Written exercise: Gather each line below that contains the string "light". Case counts.

Task data:
# # # # #

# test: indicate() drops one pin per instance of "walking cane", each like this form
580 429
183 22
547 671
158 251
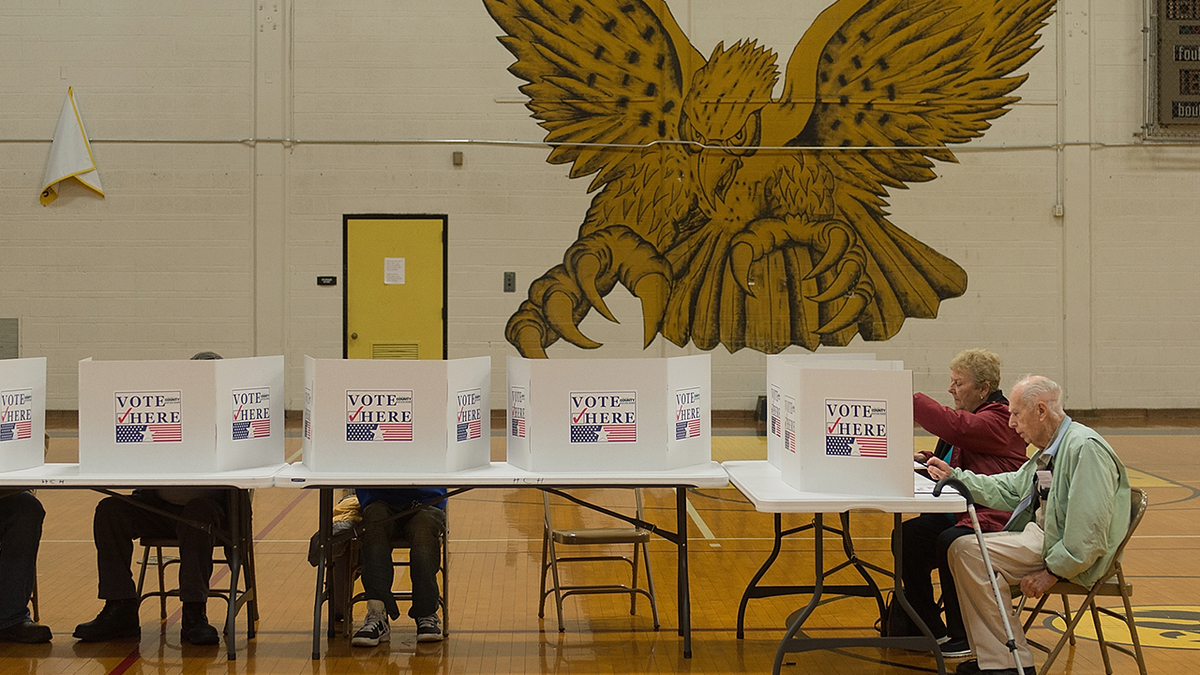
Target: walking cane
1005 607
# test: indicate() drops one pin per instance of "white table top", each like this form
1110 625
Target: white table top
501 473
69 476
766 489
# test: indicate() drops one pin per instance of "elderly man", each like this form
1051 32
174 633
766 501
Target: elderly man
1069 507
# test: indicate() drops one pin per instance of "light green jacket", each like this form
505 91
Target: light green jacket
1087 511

# # # # #

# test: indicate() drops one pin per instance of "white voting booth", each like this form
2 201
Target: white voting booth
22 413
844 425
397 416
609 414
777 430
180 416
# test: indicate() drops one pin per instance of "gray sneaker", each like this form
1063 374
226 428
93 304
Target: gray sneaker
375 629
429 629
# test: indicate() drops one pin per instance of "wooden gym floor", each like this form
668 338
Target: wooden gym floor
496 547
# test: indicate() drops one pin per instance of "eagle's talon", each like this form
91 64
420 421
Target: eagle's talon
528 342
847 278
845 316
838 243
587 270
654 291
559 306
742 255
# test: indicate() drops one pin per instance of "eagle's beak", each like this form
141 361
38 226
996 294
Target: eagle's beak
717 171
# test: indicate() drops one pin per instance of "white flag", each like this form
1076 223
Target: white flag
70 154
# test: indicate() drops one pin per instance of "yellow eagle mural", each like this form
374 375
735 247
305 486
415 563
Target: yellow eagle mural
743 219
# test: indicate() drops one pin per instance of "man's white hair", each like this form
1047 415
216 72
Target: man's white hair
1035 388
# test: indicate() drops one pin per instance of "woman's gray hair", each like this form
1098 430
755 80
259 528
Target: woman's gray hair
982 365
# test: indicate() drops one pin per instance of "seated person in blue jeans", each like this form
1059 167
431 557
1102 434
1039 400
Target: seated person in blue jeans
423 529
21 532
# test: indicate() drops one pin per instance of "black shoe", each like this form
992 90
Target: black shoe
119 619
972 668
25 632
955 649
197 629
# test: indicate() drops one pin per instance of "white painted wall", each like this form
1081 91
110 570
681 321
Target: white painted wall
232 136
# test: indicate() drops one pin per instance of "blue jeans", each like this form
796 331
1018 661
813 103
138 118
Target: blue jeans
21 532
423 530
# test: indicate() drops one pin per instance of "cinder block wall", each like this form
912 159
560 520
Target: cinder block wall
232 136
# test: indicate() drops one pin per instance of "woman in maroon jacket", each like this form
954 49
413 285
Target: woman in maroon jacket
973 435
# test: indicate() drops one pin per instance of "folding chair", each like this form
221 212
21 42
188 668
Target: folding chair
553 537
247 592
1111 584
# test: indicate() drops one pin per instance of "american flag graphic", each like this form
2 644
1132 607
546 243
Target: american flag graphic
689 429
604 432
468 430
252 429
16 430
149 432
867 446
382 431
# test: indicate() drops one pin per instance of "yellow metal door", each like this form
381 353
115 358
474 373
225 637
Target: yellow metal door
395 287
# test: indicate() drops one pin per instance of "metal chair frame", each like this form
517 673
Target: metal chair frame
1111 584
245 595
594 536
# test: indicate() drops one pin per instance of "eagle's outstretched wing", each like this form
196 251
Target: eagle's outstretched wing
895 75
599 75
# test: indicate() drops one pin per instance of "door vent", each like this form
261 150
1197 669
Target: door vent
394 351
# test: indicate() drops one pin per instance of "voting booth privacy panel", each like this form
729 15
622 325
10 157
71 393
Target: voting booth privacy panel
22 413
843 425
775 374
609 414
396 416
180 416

# # # # #

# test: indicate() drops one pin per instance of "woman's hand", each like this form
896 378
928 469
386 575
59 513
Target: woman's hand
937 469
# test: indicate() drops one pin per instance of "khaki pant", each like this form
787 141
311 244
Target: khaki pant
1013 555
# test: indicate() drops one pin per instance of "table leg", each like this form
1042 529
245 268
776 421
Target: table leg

# # # # #

Task result:
# test: indicate() drops one pin per instance of "light green jacket", each like this form
Target: light green jacket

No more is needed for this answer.